Dive Brief:
- AEYE Health has received 510(k) clearance for a system that uses artificial intelligence to diagnose diabetic retinopathy from retinal images.
- The Food and Drug Administration clearance positions AEYE Health to sell a technology that achieved 93% sensitivity and 91.4% specificity in a clinical trial.
- AEYE Health is pitching the technology as well-suited to use in primary care, noting that it only requires one image per eye.
Dive Insight:
According to AEYE Health, only 15% to 50% of diabetics in the U.S. adhere to screening guidelines. The low rate of adherence raises the risk that sight-threatening diabetic retinopathy will go undiagnosed and creates the need for tools to increase the rate of screening. AEYE Health said in a statement it wants to facilitate more screening by enabling patients to get checked by their primary care clinician rather than being referred to a specialist.

PROBLEMS TO WORK ON:
(a) In the AEYE Health brief, how many retinal images per eye does the system need?
(b) Reproduce the AEYE Health brief word for word, everything from "- The Food and" down to "to a specialist.".
(c) Continue the brief on AEYE Health's diabetic retinopathy clearance from the point where it stops.

DATASET EXTRACT:
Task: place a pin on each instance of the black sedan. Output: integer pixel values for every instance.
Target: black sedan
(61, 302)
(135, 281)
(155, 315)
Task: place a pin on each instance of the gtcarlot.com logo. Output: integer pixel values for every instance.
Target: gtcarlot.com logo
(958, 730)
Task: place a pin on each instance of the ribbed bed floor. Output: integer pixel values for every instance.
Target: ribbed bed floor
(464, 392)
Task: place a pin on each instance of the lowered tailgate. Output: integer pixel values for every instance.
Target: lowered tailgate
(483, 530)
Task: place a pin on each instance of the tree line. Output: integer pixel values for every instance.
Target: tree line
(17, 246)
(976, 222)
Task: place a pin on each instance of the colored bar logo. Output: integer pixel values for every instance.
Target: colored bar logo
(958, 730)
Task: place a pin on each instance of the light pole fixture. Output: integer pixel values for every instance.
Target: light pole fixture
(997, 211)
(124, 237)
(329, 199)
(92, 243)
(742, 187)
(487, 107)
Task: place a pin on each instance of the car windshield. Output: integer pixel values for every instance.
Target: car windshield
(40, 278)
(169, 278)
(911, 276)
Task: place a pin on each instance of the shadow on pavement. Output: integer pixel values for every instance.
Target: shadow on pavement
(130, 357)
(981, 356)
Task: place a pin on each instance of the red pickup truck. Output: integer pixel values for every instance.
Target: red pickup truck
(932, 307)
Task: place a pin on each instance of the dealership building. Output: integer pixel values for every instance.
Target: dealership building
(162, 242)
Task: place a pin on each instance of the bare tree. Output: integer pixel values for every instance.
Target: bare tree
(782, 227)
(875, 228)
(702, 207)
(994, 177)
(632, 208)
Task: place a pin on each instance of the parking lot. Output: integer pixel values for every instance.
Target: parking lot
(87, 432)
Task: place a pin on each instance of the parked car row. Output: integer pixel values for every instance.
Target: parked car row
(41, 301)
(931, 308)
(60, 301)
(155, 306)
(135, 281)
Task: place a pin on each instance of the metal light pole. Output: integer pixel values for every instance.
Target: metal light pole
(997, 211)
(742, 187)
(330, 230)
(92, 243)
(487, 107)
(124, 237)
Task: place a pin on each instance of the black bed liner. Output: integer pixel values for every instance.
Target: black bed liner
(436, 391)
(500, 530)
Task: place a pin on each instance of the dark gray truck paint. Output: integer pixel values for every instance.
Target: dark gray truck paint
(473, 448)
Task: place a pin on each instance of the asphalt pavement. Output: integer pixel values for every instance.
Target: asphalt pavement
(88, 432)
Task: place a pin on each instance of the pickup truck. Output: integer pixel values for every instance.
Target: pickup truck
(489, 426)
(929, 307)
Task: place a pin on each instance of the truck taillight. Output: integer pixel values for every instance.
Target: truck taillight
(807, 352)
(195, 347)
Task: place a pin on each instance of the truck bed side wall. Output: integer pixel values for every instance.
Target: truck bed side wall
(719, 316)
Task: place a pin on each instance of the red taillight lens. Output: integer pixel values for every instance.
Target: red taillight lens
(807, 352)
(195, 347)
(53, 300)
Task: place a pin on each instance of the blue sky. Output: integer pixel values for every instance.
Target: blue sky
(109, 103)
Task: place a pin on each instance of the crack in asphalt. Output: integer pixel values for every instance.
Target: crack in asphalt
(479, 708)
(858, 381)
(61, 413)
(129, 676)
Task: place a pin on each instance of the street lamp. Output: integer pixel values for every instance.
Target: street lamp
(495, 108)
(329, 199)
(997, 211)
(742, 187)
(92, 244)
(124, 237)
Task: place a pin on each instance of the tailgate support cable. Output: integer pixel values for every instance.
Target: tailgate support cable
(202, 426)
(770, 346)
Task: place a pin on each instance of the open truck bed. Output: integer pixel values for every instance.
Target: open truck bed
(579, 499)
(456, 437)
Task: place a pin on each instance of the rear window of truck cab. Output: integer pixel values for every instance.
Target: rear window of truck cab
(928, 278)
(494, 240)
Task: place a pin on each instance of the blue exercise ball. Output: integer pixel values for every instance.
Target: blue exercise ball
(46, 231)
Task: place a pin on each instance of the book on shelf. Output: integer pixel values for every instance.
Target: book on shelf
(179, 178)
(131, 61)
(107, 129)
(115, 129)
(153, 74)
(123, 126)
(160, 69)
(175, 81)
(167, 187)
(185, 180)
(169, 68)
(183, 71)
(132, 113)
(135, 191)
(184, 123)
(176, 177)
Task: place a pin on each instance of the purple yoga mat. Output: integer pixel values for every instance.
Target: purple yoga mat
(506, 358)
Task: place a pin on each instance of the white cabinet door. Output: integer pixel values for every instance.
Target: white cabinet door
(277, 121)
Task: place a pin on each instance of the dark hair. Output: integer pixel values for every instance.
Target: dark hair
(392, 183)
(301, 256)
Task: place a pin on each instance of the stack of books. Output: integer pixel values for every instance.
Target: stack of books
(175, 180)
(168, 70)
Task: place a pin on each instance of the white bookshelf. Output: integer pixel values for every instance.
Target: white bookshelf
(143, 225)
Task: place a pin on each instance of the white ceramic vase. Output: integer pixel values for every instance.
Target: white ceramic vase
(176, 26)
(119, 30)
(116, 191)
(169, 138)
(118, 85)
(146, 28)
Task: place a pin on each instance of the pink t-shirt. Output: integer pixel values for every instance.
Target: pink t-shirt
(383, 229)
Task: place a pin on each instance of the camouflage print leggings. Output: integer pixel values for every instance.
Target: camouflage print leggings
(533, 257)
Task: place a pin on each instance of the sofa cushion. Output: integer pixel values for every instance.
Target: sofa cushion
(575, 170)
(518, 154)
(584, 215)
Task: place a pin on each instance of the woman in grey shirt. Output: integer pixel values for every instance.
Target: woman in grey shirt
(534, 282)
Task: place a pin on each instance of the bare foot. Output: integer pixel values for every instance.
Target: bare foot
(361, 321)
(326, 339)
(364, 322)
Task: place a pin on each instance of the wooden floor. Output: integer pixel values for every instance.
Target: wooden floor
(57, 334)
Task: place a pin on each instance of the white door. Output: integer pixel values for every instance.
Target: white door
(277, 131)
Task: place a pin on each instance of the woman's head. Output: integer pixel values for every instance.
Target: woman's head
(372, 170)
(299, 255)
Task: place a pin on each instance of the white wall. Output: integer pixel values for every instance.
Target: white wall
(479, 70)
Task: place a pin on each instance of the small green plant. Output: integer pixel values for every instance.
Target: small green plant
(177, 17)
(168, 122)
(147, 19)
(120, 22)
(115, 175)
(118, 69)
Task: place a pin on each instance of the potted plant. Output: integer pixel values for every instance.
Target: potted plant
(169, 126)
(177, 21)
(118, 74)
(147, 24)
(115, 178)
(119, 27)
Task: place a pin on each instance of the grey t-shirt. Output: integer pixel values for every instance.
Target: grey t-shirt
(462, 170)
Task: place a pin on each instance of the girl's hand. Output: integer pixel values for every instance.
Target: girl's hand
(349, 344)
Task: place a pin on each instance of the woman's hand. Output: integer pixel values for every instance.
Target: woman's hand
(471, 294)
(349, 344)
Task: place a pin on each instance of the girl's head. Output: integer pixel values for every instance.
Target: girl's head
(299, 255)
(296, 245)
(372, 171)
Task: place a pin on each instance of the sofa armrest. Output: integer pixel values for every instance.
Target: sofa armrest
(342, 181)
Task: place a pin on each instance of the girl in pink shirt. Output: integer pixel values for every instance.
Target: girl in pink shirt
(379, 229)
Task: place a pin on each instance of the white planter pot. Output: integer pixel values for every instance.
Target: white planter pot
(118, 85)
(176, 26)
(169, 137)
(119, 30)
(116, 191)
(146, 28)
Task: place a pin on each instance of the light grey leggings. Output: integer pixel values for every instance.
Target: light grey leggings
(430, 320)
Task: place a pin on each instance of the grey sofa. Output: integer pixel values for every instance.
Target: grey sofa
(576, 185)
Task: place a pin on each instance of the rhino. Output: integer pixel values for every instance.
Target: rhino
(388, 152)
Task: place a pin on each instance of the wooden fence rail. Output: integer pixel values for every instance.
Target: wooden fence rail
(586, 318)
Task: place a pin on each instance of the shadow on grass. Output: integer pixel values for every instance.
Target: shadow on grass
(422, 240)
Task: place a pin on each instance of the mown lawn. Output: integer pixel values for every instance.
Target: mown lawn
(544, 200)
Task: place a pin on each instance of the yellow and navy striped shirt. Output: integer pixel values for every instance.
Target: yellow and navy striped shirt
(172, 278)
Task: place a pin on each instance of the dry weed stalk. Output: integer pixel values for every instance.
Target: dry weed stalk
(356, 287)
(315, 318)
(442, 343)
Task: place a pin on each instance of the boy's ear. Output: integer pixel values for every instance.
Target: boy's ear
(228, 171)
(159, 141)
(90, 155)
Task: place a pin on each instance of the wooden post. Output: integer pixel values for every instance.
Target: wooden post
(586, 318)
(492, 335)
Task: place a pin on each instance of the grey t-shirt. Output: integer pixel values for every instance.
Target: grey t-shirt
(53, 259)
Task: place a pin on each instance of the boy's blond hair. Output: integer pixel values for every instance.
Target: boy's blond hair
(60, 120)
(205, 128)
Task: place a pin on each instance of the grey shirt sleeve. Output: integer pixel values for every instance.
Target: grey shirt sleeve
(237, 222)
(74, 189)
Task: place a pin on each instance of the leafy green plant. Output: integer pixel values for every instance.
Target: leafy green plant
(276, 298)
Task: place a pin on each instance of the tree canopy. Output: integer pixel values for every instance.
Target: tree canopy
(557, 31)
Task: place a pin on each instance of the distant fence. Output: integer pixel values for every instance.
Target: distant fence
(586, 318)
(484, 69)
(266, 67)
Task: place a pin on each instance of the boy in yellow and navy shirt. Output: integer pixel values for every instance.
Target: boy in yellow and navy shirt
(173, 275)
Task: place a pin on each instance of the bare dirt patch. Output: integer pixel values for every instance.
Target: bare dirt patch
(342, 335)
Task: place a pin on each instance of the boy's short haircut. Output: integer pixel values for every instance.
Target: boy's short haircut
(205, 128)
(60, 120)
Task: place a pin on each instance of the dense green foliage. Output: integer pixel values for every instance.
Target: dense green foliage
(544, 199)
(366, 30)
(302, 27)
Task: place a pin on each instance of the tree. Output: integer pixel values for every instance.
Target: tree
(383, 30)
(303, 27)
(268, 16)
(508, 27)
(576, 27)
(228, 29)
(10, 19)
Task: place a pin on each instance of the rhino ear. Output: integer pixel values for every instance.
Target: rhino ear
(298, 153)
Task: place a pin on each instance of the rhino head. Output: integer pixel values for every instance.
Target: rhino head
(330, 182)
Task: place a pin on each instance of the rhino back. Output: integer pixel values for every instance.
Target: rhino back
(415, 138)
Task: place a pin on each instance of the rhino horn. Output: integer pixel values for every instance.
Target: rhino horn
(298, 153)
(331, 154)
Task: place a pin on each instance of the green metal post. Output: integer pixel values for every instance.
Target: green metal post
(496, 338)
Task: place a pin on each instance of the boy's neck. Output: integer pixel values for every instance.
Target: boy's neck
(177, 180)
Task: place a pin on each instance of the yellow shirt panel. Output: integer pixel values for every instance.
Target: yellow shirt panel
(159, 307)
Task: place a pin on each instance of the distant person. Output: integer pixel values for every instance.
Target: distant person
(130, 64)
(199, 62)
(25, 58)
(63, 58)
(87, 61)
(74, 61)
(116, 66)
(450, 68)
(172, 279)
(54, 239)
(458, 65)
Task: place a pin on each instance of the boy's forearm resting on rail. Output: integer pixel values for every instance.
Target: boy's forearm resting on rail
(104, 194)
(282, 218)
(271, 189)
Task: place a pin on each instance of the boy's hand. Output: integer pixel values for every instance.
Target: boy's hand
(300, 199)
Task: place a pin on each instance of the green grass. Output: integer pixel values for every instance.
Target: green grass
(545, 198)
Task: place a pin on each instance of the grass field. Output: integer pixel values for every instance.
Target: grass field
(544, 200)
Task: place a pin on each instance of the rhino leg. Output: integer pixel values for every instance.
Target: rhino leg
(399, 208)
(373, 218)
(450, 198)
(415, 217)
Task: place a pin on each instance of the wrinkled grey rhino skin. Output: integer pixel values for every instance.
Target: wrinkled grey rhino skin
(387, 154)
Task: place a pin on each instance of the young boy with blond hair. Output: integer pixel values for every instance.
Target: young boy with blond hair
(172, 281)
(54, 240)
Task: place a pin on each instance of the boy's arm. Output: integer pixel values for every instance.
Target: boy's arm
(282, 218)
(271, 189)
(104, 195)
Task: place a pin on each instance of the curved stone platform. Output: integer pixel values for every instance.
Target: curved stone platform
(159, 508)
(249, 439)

ANSWERS FOR EACH ITEM:
(a) Only one image per eye.

(b)
- The Food and Drug Administration clearance positions AEYE Health to sell a technology that achieved 93% sensitivity and 91.4% specificity in a clinical trial.
- AEYE Health is pitching the technology as well-suited to use in primary care, noting that it only requires one image per eye.
Dive Insight:
According to AEYE Health, only 15% to 50% of diabetics in the U.S. adhere to screening guidelines. The low rate of adherence raises the risk that sight-threatening diabetic retinopathy will go undiagnosed and creates the need for tools to increase the rate of screening. AEYE Health said in a statement it wants to facilitate more screening by enabling patients to get checked by their primary care clinician rather than being referred to a specialist.

(c)
The 510(k) clearance is a step toward the realization of that goal. The FDA nod covers the use of AEYE-DS with images obtained by a desktop retinal camera, Topcon NW-400, limiting use of the AI test to sites that have the imaging technology
AEYE Health is working to eliminate that barrier to the use of its diagnostic. The company has data from a trial that applied its AI to images captured by a handheld camera. In that study, the test achieved sensitivity of 91.9% and specificity of 93.6%. AEYE Health said it wants to use the pivotal data to receive FDA clearance for screening using a portable camera. Imageability in both clinical trials exceeded 99%.
“The time has finally come for autonomous screening technology to exceed the efficacy of the human expert,” Sean Ianchulev, M.D., a member of the firm’s advisory board, said in the statement. “The implications are that it can be practical for deployment on the front lines of population health — the primary care offices, where over 99% imageability and single image diagnostic acquisition are tantamount to market success.”